__Given request__. Copy out everything from the line containing "In this exercise you will point out the puma" down to the line containing "[(1252, 28)]", requests included. Increase every coordinate in the answers by 139, and leave the sample coordinates in the requests unchanged.
------ Data provided
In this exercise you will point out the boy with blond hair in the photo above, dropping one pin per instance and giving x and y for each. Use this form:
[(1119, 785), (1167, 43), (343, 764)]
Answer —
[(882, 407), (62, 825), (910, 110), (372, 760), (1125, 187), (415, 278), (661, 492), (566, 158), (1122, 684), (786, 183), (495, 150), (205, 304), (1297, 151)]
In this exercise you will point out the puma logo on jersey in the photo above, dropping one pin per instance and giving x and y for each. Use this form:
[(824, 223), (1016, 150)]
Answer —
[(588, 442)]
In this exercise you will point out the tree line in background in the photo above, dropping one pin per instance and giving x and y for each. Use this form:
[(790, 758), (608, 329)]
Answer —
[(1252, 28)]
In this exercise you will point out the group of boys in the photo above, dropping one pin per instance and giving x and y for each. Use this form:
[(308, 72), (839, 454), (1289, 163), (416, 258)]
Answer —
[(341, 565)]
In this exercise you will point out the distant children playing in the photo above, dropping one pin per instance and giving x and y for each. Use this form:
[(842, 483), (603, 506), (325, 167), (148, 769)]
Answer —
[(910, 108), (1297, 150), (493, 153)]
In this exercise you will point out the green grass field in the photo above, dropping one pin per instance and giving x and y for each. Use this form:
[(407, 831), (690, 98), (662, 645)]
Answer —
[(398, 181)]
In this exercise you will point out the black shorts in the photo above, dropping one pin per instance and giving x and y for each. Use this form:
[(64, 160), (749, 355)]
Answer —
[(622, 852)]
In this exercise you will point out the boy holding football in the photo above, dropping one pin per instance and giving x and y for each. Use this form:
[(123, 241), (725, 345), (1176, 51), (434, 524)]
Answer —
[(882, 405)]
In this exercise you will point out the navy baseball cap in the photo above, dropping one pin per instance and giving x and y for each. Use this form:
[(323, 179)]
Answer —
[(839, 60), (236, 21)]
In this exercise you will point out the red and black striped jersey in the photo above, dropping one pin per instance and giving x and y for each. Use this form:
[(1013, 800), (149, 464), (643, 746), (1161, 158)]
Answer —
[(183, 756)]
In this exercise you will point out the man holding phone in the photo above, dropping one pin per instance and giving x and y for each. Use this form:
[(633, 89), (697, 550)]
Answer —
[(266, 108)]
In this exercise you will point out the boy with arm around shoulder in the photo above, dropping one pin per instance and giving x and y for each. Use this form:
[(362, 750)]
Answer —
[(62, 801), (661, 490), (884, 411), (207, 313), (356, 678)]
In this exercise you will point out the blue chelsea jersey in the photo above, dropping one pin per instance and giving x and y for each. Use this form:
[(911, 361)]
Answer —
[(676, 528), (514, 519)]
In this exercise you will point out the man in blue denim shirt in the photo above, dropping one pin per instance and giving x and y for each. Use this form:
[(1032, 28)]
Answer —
------------
__Correct result__.
In this exercise you will point out the puma logo on jersey in the photo above, dropping one pin per instance and giving x and y for each. Use this form:
[(824, 223), (1016, 150)]
Answer —
[(727, 581)]
In this exercise you will point out the tree line in background in the photo above, dropping one pin per instance and giving x and y for each. Use this form:
[(790, 758), (608, 329)]
Answer —
[(1391, 167)]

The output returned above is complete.